How to complete this task →
Don't include any picture when you restate the data word for word.

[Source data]
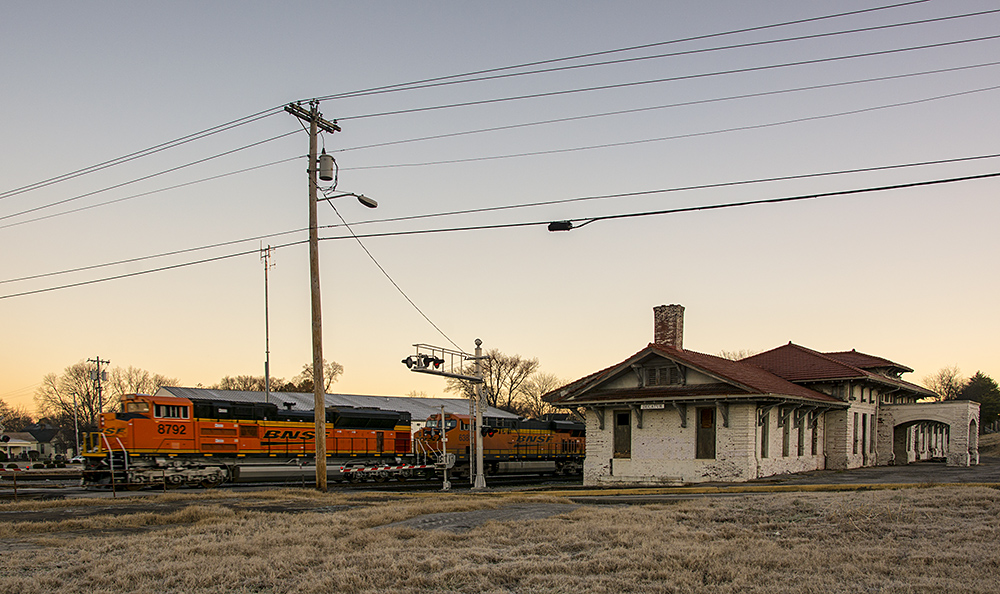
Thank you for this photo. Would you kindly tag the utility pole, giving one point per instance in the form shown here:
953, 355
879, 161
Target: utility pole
97, 376
265, 255
316, 122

Answer space →
Thank you for this photo. Would you kindly tag the utility pole, giving one point per instance in the form shown here:
953, 355
879, 161
Target: utility pole
97, 376
265, 255
316, 122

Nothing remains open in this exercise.